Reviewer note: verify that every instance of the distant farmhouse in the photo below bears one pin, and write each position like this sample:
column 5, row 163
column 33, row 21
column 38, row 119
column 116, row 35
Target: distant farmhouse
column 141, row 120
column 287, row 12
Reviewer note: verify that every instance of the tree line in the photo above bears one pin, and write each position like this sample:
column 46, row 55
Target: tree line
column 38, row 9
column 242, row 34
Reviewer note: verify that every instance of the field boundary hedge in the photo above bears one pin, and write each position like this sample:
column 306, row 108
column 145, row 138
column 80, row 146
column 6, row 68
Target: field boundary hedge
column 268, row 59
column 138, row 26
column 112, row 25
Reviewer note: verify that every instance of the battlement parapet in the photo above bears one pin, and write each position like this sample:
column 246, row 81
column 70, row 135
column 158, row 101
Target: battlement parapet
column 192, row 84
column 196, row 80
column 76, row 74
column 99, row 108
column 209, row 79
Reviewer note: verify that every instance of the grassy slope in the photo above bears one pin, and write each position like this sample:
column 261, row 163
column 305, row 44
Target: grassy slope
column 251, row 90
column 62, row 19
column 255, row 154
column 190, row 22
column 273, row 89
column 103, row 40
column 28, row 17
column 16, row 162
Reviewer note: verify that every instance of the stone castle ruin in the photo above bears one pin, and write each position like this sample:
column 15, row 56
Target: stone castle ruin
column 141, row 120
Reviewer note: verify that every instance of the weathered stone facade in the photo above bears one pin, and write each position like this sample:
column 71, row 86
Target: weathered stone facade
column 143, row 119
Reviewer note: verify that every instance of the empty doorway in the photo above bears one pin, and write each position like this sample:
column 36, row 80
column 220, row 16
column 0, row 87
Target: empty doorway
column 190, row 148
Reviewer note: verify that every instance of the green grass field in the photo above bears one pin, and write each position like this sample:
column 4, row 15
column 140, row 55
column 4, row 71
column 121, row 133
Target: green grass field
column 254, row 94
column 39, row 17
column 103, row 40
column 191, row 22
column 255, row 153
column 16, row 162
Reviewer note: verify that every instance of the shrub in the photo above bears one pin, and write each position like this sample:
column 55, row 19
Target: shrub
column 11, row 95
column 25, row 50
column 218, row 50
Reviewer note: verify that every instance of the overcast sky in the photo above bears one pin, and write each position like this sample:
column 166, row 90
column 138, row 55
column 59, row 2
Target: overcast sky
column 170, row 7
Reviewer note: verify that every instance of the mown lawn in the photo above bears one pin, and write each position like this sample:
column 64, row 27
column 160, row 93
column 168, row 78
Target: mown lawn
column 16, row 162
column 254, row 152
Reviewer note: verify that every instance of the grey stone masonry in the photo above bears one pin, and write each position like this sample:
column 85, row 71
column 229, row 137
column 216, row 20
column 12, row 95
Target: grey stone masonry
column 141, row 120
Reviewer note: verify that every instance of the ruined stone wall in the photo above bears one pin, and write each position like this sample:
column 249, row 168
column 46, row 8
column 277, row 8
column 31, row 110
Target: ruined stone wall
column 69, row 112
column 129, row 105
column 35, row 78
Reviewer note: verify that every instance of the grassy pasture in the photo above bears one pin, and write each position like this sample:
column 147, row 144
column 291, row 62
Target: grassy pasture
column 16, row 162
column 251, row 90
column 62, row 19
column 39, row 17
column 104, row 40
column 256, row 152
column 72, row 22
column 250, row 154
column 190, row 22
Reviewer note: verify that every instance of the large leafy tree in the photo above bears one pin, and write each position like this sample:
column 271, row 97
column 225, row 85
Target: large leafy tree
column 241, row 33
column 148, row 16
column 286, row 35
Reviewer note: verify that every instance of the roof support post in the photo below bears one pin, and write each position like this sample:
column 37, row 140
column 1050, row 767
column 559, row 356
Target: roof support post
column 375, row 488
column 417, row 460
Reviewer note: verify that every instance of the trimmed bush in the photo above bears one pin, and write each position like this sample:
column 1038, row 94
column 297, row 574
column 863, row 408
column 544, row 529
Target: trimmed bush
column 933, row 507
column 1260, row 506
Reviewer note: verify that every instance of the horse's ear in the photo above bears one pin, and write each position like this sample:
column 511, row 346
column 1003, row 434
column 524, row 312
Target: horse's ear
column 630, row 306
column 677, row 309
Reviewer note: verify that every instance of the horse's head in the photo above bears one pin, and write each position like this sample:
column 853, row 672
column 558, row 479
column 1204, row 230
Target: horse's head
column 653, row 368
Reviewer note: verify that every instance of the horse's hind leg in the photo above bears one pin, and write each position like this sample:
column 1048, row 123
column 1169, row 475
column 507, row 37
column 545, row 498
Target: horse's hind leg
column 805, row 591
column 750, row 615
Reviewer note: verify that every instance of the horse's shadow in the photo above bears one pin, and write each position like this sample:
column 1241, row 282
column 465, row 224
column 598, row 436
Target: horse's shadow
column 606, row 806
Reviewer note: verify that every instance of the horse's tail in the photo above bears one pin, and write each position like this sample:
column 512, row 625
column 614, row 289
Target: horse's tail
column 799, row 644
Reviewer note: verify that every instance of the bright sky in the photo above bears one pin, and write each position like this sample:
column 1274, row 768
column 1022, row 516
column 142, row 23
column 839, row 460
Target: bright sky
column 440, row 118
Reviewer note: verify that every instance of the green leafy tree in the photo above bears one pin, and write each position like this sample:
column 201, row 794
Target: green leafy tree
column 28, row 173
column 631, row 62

■ **Directions**
What do the lines above say from the one containing "column 305, row 44" down to the one containing "column 59, row 2"? Return them exactly, both end lines included, and only them.

■ **Result**
column 305, row 44
Target: grassy slope
column 251, row 90
column 62, row 19
column 255, row 154
column 190, row 22
column 273, row 89
column 103, row 40
column 28, row 17
column 16, row 162
Reviewer note: verify that every instance of the stone castle ruin in the photo above bears one pin, and write each position like this sample:
column 15, row 56
Target: stone castle ruin
column 141, row 120
Reviewer note: verify that every instance of the weathered stone facade in the photo above bears one pin, and write each position like this sample:
column 71, row 86
Target: weathered stone facade
column 143, row 119
Reviewer note: verify that every instance of the empty doorway in the photo above bears one pin, and write each position like this sample:
column 36, row 80
column 220, row 16
column 0, row 87
Target: empty doorway
column 190, row 148
Reviewer note: verify that every instance of the green grass field in the photo above bears one pin, and write each position like this sample:
column 4, row 15
column 140, row 55
column 4, row 71
column 121, row 133
Target: green grass field
column 254, row 94
column 39, row 17
column 103, row 40
column 191, row 22
column 255, row 153
column 16, row 162
Reviewer note: verify that every instance of the shrub in the photo above bears one pin, and write each position like this sample:
column 55, row 19
Target: shrub
column 11, row 95
column 25, row 50
column 218, row 50
Reviewer note: verify that every instance of the overcast sky in the photo above bears one pin, and write each position like this sample:
column 166, row 90
column 138, row 55
column 59, row 2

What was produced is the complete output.